> **Problem to work on**:
Could you rewrite every line below in full, offsetting each x and y coordinate in the answers by adding 128 to it, and leave the pictures out?

> **Provided records**:
►
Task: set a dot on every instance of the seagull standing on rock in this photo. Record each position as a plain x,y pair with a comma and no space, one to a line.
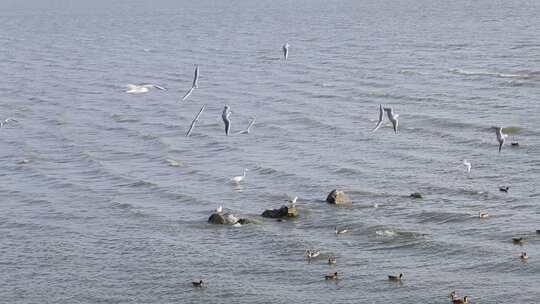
381,118
467,165
143,88
285,48
226,116
392,117
501,137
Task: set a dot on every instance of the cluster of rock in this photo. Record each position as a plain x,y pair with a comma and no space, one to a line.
282,212
227,219
338,197
335,197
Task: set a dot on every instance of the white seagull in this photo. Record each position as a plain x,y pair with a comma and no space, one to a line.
7,120
381,117
194,121
226,116
194,85
238,179
501,137
142,88
285,48
468,165
246,131
393,118
310,254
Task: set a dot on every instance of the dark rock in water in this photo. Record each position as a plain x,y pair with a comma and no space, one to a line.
338,197
244,221
223,218
416,195
281,212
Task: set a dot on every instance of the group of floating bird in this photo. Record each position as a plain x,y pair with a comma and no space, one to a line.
310,254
◄
> **Result for this task**:
Task: set a dot on every instance of the seagull standing on rock in this photo. Record each position as a plain x,y pair with a comma and no space, one to a line.
509,246
595,293
271,216
413,176
354,244
520,245
629,265
Task: set a dot on every instance of the cluster of rock in this photo. Record each position as a plain x,y pair with a comma and no space, one to a line.
410,340
355,347
466,325
463,325
Task: set a dot on every instance of the white seagull in this photo. Record each position as a plain x,y pair with a comma and no space, one to a line.
135,248
509,245
322,249
354,244
322,213
366,307
629,265
270,216
413,176
596,293
374,259
521,246
438,382
Task: set a dot on every instance of the dark rock in water in this photo. Record each position as a plain x,y pair with a comma and no space, one to a line.
466,325
372,349
351,346
544,323
409,340
Task: set a dot on every instance of the group of floating bird in this photo. Record each position as a plain x,y pair with a comma and no space, one to a line.
438,382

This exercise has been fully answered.